◆ **TASK SET**:
A – In the passage on sudden cardiac death, why does it say a channelopathy diagnosis in an elderly patient is still relevant, even though the risk of sudden death decreases with age?
B – Reproduce the passage on sudden cardiac death between "The etiology of" and "a further 10%.", inclusive.
------ DOCUMENT TEXT ------
Sudden cardiac death has serious consequences for the patient's relatives and for society. Each year in Europe and the USA, around 350 000 people, or around 0.1% of the general population, have an out-of-hospital cardiac arrest, of which only a small percentage survive with no sequelae.

The etiology of sudden death has been extensively studied at a population level. Ischemic heart disease occupies a prominent position and is responsible for up to 70% of these deaths; other structural heart diseases make up 10%, and primary arrhythmias cause a further 10%.

In young patients (less than 35 years), in whom the incidence of sudden death is 100 times lower than in the general population, arrhythmic etiology, mainly from channelopathies, in the absence of structural heart disease is much more common and is the predominant cause of sudden death in patients aged between 14 and 25 years. In older patients channelopathies such as Brugada syndrome are more likely to occur in the fourth decade of life.

The channelopathies responsible for sudden cardiac death are: Long QT syndrome, Short QT syndrome, Brugada syndrome, Catecholaminergic Polymorphic Ventricular Tachycardia syndrome and Early repolarisation Syndrome.

Early identification and risk stratification is of major importance in patients with a channelopathy who remain asymptomatic, for several reasons. First, sudden death may be the first manifestation of the disease, with no previous warning symptoms. In addition, it should be taken into account that when we diagnose a patient with a hereditary disease, we also diagnose their family. Identification of an individual with this condition must be accompanied by meticulous familial screening. It is true that in these diseases the risk of sudden death decreases with age, but even a diagnosis in an elderly patient is relevant, as it allows identification of the disease in relatives and their appropriate work-up.
------ AVAILABLE DATA ------
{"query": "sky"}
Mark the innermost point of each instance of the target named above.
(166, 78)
------
◆ **RESULTS OF THE TASKS**:
A – It allows the disease to be identified in the patient's relatives, who can then receive appropriate work-up.

B –
The etiology of sudden death has been extensively studied at a population level. Ischemic heart disease occupies a prominent position and is responsible for up to 70% of these deaths; other structural heart diseases make up 10%, and primary arrhythmias cause a further 10%.